===== DONNÉES DE L'EXERCICE

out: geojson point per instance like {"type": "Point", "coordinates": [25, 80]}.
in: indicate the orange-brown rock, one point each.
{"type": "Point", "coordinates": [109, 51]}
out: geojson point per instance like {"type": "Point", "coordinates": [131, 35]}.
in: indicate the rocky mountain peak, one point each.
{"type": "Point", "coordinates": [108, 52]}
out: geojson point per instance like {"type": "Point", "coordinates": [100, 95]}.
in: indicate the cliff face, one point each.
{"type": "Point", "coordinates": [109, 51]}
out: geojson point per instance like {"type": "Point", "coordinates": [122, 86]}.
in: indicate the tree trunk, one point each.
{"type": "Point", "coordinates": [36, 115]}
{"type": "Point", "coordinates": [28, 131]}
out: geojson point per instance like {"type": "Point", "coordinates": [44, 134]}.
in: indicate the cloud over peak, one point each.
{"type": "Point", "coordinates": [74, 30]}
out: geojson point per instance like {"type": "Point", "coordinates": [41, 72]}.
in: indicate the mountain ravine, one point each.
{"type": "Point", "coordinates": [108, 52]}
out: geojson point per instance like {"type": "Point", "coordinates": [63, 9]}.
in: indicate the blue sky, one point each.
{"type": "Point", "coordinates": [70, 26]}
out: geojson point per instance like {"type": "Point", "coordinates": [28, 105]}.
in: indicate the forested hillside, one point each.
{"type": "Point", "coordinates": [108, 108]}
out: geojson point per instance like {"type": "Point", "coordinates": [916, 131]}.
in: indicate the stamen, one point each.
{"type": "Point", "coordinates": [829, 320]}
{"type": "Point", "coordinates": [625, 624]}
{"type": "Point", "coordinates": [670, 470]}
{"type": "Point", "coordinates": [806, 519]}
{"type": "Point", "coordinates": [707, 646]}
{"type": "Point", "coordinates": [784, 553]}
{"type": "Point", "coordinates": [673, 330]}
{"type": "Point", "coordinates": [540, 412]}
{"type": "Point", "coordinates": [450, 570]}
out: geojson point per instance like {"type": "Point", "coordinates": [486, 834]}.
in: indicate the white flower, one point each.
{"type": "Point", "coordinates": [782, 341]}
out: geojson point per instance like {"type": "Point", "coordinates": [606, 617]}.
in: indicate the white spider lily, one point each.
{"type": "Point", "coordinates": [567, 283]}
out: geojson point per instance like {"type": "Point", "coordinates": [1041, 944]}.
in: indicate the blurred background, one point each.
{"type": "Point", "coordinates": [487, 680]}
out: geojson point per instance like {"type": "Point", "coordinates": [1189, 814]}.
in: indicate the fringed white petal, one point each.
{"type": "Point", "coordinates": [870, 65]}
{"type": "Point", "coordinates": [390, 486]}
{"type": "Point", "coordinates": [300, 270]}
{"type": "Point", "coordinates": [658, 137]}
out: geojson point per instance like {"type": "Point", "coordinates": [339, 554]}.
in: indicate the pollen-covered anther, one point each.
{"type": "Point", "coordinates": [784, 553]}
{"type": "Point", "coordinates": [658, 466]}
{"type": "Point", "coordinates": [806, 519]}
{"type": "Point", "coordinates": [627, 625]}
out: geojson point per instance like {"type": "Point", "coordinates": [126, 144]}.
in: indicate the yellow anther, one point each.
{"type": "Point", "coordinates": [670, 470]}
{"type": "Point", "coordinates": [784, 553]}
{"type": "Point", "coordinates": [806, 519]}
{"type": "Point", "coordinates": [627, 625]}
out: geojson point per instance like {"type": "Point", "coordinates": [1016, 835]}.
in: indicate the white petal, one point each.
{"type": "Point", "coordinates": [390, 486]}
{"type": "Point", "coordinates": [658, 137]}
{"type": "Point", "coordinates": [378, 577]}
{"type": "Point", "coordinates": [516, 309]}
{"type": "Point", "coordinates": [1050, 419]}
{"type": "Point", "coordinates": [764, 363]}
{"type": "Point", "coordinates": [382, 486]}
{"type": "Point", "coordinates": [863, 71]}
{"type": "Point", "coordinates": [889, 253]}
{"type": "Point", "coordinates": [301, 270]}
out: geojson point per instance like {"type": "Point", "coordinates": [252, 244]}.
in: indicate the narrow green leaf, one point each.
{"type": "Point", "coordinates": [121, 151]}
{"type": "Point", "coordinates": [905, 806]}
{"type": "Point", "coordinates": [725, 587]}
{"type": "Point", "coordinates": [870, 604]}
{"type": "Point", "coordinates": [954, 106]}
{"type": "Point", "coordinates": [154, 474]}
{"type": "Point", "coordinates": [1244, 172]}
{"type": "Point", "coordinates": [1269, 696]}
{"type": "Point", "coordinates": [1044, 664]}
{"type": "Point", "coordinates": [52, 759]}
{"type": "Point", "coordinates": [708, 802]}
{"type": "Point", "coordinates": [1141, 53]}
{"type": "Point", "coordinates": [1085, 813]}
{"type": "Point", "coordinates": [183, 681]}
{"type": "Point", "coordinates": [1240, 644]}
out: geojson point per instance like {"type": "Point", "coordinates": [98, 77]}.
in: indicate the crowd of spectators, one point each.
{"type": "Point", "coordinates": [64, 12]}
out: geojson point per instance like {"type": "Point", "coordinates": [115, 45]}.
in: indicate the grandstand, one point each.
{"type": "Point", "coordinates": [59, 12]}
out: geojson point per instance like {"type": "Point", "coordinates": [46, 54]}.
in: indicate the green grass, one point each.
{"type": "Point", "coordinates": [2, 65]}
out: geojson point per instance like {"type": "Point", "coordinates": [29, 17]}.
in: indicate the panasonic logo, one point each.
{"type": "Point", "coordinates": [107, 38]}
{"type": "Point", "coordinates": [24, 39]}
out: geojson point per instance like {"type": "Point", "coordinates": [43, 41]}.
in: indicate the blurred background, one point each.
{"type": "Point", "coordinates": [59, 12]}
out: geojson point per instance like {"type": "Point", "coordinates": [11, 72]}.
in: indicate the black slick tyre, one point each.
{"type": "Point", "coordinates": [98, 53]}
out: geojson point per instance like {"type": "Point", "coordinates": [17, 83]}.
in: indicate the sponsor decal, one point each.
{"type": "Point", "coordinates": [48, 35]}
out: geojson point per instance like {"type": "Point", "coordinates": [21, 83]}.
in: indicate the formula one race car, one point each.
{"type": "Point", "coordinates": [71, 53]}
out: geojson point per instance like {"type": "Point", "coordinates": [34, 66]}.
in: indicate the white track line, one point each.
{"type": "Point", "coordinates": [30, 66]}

==========

- [CONSIGNE]
Relevez chaque ligne des enregistrements ci-dessus qui contient le mot « petal », en tenant compte de la casse.

- [RÉPONSE ATTENDUE]
in: indicate the fringed white petal, one point each.
in: indicate the white petal, one point each.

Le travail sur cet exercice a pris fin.